----- SUPPLIED RECORDS -----
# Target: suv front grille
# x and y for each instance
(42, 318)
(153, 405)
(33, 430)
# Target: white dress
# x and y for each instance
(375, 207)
-----
Restate all of the material, keeping every word intact.

## SOLVED PROBLEM
# Target: suv front grille
# x and y for each instance
(42, 318)
(153, 405)
(33, 430)
# Target: white dress
# x and y for each instance
(375, 207)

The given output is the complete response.